Source records

———

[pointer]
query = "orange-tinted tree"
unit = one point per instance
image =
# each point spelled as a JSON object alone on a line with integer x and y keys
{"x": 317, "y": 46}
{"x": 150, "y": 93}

———

**STATED GOAL**. Convert the items above into a two-column CSV with the columns input and output. Write one row per item, with the item's text in input and its answer in output, each in a single quoted field with line breaks replaced by spaces.

**WRITTEN SOLUTION**.
input,output
"[pointer] query = ""orange-tinted tree"" unit = one point per instance image = # each point spelled as a JSON object alone on a line with integer x and y keys","{""x"": 317, ""y"": 46} {""x"": 150, ""y"": 93}"